= EXCERPTED PASSAGE =
Forest Plot presentation: univariable cox regression and univariable logistic regression results. Abbreviation: HR Hazards ratio, OR odds ratios.

Fig. 4.

Fig. 4

Kaplan–Meier curves of eight different dynamic WBC trajectory patterns.

Fig. 5.

Fig. 5

Forest Plot presentation: multivariable cox regression and multivariable logistic regression adjusted for all variables. Abbreviation: HR Hazards ratio, OR odds ratios.

The logistic regression model further explored the relationship between leukocyte subtypes and the need for life-support therapies. Subtypes with higher leukocyte levels, particularly Class 4, Class 7, and Class 8, were associated with increased use of life-support treatments, mirroring the trends observed in the Cox model. However, the relationship between subtype classification and life-support use was less pronounced in the multivariate regression model, suggesting that this association may not be fully independent (Fig. 5/Table S9).

Interestingly, despite Class 1 having a higher mortality risk in the Cox model, its use of life-support therapies was not significantly different from Class 5 (the reference group). Class 1 was even associated with a lower need for invasive mechanical ventilation (development cohort: OR 0.56; 95% CI 0.40–0.79; p < 0.001; validation cohort: OR 0.57; 95% CI 0.42–0.77; p < 0.001), a finding that persisted after multivariate adjustment (Fig. 5).

= GIVEN INFORMATION =
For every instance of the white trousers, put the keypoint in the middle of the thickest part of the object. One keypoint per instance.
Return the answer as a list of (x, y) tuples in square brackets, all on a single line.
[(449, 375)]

= DIRECTIONS =
[1] In the excerpted passage, which class is the reference group?
[2] Please list every class the excerpted passage names by number.
[3] Translate this sentence from the excerpted passage into Spanish: "Subtypes with higher leukocyte levels, particularly Class 4, Class 7, and Class 8, were associated with increased use of life-support treatments, mirroring the trends observed in the Cox model."
The material has no role in this work.

= TASK RESPONSES =
[1] Class 5

[2] Class 1, Class 4, Class 5, Class 7, Class 8

[3] Los subtipos con niveles de leucocitos más altos, en particular la Clase 4, la Clase 7 y la Clase 8, se asociaron con un mayor uso de tratamientos de soporte vital, lo que refleja las tendencias observadas en el modelo de Cox.